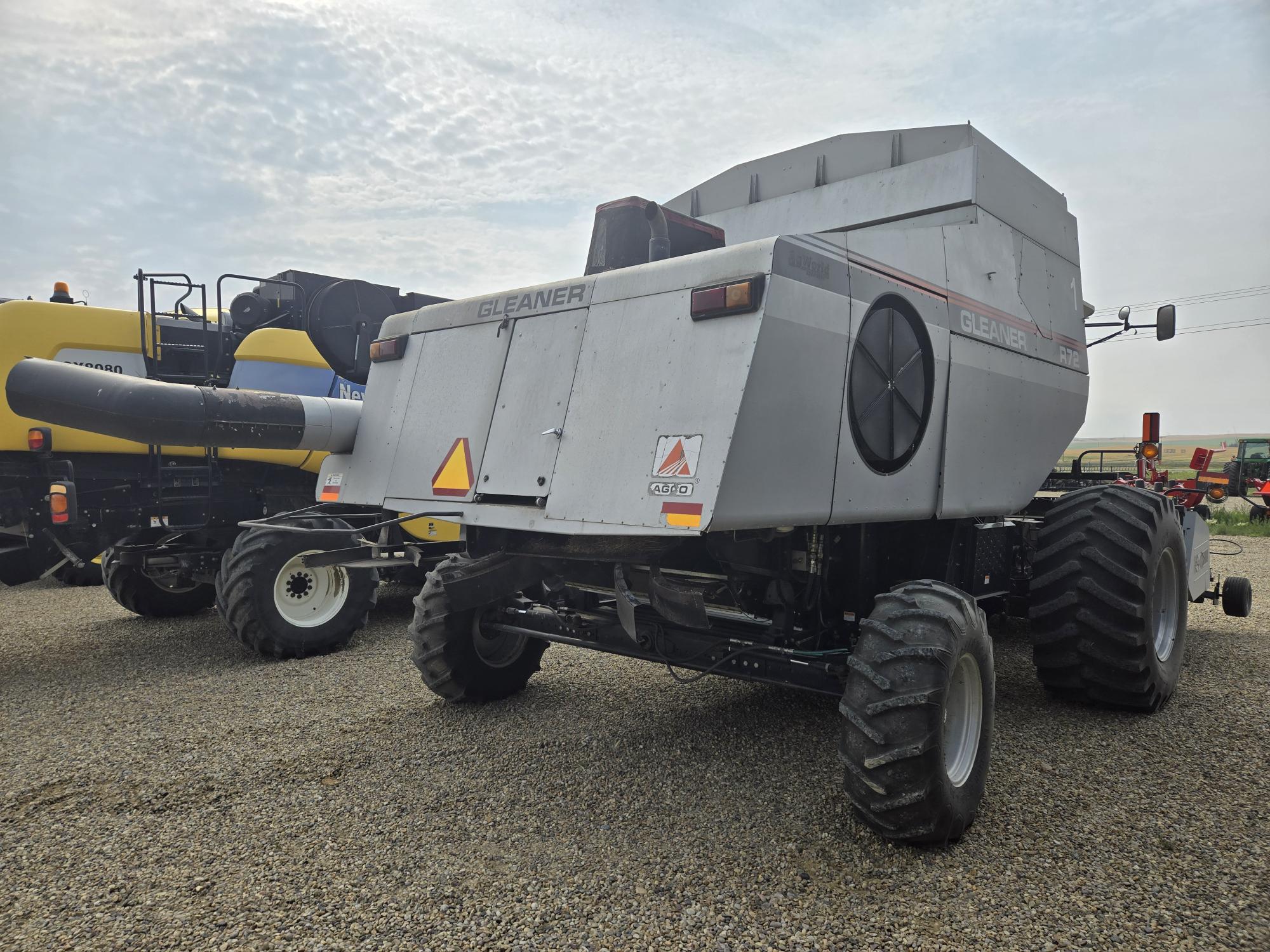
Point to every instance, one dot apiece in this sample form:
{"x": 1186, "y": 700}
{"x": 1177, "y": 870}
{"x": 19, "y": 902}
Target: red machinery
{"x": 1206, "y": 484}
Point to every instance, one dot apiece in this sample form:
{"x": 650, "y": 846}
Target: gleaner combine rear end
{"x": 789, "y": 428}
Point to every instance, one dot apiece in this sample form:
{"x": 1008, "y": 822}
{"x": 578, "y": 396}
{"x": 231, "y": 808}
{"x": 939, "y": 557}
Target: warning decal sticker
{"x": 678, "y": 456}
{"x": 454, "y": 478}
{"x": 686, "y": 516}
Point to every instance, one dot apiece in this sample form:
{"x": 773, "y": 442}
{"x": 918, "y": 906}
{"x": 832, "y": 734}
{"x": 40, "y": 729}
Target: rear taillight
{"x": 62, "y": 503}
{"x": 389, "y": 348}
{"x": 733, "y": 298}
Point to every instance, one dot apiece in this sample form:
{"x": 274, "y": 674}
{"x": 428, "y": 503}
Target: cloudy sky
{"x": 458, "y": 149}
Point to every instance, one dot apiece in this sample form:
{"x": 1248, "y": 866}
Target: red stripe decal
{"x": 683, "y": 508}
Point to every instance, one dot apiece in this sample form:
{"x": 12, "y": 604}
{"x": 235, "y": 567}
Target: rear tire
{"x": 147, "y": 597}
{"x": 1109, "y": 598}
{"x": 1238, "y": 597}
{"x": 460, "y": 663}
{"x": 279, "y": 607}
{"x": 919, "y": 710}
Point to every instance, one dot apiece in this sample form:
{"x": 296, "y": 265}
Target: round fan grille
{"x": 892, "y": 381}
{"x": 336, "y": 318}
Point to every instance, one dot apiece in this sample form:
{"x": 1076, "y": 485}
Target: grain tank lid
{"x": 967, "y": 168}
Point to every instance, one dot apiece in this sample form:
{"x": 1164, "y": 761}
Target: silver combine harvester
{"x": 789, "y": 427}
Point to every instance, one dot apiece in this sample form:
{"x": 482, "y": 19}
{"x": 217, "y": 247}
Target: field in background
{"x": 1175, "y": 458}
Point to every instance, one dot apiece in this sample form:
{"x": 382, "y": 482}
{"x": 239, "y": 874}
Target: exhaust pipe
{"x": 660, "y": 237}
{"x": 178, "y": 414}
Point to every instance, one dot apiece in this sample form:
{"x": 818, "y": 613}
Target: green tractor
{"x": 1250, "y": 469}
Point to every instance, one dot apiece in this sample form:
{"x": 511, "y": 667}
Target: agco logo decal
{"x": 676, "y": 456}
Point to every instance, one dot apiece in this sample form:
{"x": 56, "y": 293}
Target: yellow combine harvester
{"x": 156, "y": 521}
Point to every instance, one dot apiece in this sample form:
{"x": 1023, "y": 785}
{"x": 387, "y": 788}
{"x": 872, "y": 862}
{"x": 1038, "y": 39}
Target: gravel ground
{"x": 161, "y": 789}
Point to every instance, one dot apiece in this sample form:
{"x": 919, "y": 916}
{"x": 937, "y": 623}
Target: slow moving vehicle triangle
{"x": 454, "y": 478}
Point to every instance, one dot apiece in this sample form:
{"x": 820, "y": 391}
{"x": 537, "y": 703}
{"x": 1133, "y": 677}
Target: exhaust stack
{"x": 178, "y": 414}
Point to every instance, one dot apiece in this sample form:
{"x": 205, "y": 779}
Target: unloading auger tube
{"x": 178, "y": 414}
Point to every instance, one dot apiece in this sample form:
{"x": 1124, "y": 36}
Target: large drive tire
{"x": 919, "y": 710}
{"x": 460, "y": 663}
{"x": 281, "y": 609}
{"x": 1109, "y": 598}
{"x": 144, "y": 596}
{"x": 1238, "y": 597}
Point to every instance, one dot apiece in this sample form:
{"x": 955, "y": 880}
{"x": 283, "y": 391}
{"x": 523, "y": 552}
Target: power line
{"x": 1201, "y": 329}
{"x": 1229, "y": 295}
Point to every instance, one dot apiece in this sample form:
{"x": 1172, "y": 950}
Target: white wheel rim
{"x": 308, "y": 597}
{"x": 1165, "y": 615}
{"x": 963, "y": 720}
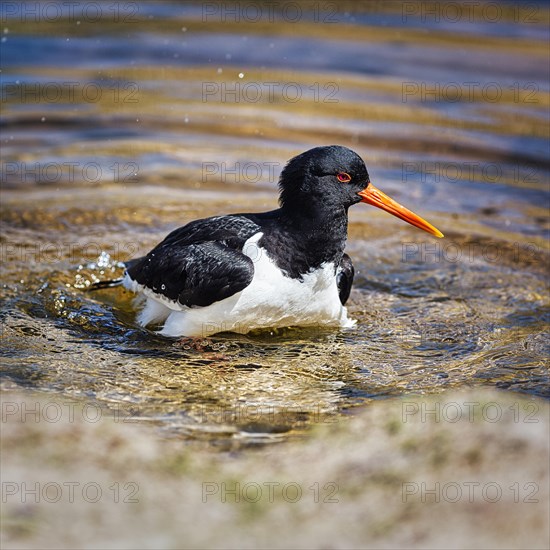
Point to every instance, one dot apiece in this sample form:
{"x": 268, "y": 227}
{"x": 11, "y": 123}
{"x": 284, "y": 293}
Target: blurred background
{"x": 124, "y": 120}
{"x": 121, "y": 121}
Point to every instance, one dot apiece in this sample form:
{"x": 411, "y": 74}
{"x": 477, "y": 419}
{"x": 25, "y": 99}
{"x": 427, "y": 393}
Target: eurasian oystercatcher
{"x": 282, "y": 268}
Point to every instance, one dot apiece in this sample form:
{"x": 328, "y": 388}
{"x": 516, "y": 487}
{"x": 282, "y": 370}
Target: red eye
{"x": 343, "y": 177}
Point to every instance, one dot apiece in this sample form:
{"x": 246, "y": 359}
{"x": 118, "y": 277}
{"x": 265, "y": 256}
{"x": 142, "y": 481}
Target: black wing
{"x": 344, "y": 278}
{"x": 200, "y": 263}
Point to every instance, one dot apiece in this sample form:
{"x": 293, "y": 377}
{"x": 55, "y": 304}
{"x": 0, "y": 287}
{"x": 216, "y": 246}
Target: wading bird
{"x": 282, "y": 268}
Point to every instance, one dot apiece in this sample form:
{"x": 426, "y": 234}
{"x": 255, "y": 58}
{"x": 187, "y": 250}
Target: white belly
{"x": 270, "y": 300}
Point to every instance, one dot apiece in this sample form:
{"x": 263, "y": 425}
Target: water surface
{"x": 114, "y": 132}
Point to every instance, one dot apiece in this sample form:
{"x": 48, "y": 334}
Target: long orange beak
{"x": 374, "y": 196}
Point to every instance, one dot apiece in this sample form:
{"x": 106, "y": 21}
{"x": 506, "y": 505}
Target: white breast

## [What the task asks]
Every line of the material must be returned verbatim, and pictures must be left behind.

## [Task output]
Point to every instance, one dot apiece in this sample form:
{"x": 1186, "y": 700}
{"x": 1177, "y": 870}
{"x": 19, "y": 902}
Target: red machinery
{"x": 1206, "y": 484}
Point to every instance, one dot apiece in this sample form:
{"x": 650, "y": 846}
Target: gleaner combine rear end
{"x": 789, "y": 428}
Point to every instance, one dot apiece in this sample form:
{"x": 1008, "y": 822}
{"x": 578, "y": 396}
{"x": 231, "y": 808}
{"x": 939, "y": 557}
Target: warning decal sticker
{"x": 678, "y": 456}
{"x": 454, "y": 478}
{"x": 686, "y": 516}
Point to every instance, one dot apiece in this sample form:
{"x": 773, "y": 442}
{"x": 918, "y": 906}
{"x": 832, "y": 734}
{"x": 40, "y": 729}
Target: rear taillight
{"x": 62, "y": 503}
{"x": 389, "y": 348}
{"x": 733, "y": 298}
Point to every instance, one dot apiece in this sample form:
{"x": 274, "y": 674}
{"x": 428, "y": 503}
Target: cloudy sky
{"x": 458, "y": 149}
Point to every instance, one dot apiece in this sample form:
{"x": 1248, "y": 866}
Target: red stripe decal
{"x": 683, "y": 508}
Point to every instance, one dot apiece in this sample form:
{"x": 12, "y": 604}
{"x": 235, "y": 567}
Target: rear tire
{"x": 147, "y": 597}
{"x": 1109, "y": 598}
{"x": 1238, "y": 597}
{"x": 460, "y": 663}
{"x": 279, "y": 607}
{"x": 919, "y": 710}
Point to every instance, one dot apiece in this sample form:
{"x": 296, "y": 265}
Target: round fan grille
{"x": 892, "y": 381}
{"x": 336, "y": 318}
Point to every instance, one dot apiece in this sample form:
{"x": 1076, "y": 485}
Target: grain tank lid
{"x": 967, "y": 168}
Point to every instance, one dot apiece in this sample form:
{"x": 1164, "y": 761}
Target: silver combine harvester
{"x": 789, "y": 427}
Point to every instance, one dot apiece in this sample form:
{"x": 482, "y": 19}
{"x": 217, "y": 247}
Target: field in background
{"x": 1175, "y": 458}
Point to every instance, one dot apiece in this sample form:
{"x": 382, "y": 482}
{"x": 239, "y": 874}
Target: exhaust pipe
{"x": 660, "y": 237}
{"x": 178, "y": 414}
Point to every instance, one dot apiece in this sample form:
{"x": 818, "y": 613}
Target: green tractor
{"x": 1250, "y": 469}
Point to every instance, one dot apiece in this sample form:
{"x": 511, "y": 667}
Target: agco logo decal
{"x": 676, "y": 456}
Point to every instance, one dot apiece in this sample form:
{"x": 56, "y": 293}
Target: yellow combine harvester
{"x": 156, "y": 521}
Point to every instance, one dot apiece in this sample form:
{"x": 1023, "y": 785}
{"x": 387, "y": 788}
{"x": 872, "y": 862}
{"x": 1038, "y": 39}
Target: gravel ground
{"x": 161, "y": 789}
Point to every instance, one dot apiece in this sample form:
{"x": 919, "y": 916}
{"x": 937, "y": 623}
Target: slow moving vehicle triangle
{"x": 454, "y": 478}
Point to every instance, one dot apiece in this sample form:
{"x": 820, "y": 391}
{"x": 537, "y": 703}
{"x": 1133, "y": 677}
Target: exhaust stack
{"x": 178, "y": 414}
Point to every instance, one dot apiece in this sample form:
{"x": 205, "y": 779}
Target: unloading auger tube
{"x": 178, "y": 414}
Point to every instance, one dot apiece in this sample form:
{"x": 1124, "y": 36}
Target: large drive tire
{"x": 919, "y": 710}
{"x": 460, "y": 663}
{"x": 281, "y": 609}
{"x": 1109, "y": 598}
{"x": 144, "y": 596}
{"x": 1238, "y": 597}
Point to every instance, one dot apiece in this sample form:
{"x": 955, "y": 880}
{"x": 283, "y": 391}
{"x": 523, "y": 552}
Target: power line
{"x": 1201, "y": 329}
{"x": 1229, "y": 295}
Point to every instance, one dot apiece in this sample form:
{"x": 1172, "y": 950}
Target: white wheel rim
{"x": 308, "y": 597}
{"x": 1165, "y": 615}
{"x": 963, "y": 720}
Point to every instance, one dot apiece in this sample form:
{"x": 268, "y": 227}
{"x": 11, "y": 123}
{"x": 284, "y": 293}
Target: blurred background
{"x": 124, "y": 120}
{"x": 121, "y": 121}
Point to every instance, one dot apiece in this sample form:
{"x": 411, "y": 74}
{"x": 477, "y": 419}
{"x": 25, "y": 99}
{"x": 427, "y": 393}
Target: eurasian oystercatcher
{"x": 282, "y": 268}
Point to every instance, one dot apiece in this sample form:
{"x": 328, "y": 388}
{"x": 516, "y": 487}
{"x": 282, "y": 370}
Target: red eye
{"x": 343, "y": 177}
Point to every instance, one dot apiece in this sample form:
{"x": 246, "y": 359}
{"x": 118, "y": 277}
{"x": 265, "y": 256}
{"x": 142, "y": 481}
Target: black wing
{"x": 344, "y": 278}
{"x": 200, "y": 263}
Point to every instance, one dot apiece in this sample form:
{"x": 293, "y": 377}
{"x": 55, "y": 304}
{"x": 0, "y": 287}
{"x": 216, "y": 246}
Target: wading bird
{"x": 282, "y": 268}
Point to every instance, one dot apiece in this sample form:
{"x": 426, "y": 234}
{"x": 255, "y": 58}
{"x": 187, "y": 250}
Target: white belly
{"x": 270, "y": 300}
Point to every instance, one dot apiece in this sample form:
{"x": 263, "y": 425}
Target: water surface
{"x": 114, "y": 132}
Point to every instance, one dot apiece in this sample form:
{"x": 48, "y": 334}
Target: long orange beak
{"x": 374, "y": 196}
Point to every instance, one dot apiece in this sample form:
{"x": 106, "y": 21}
{"x": 506, "y": 505}
Target: white breast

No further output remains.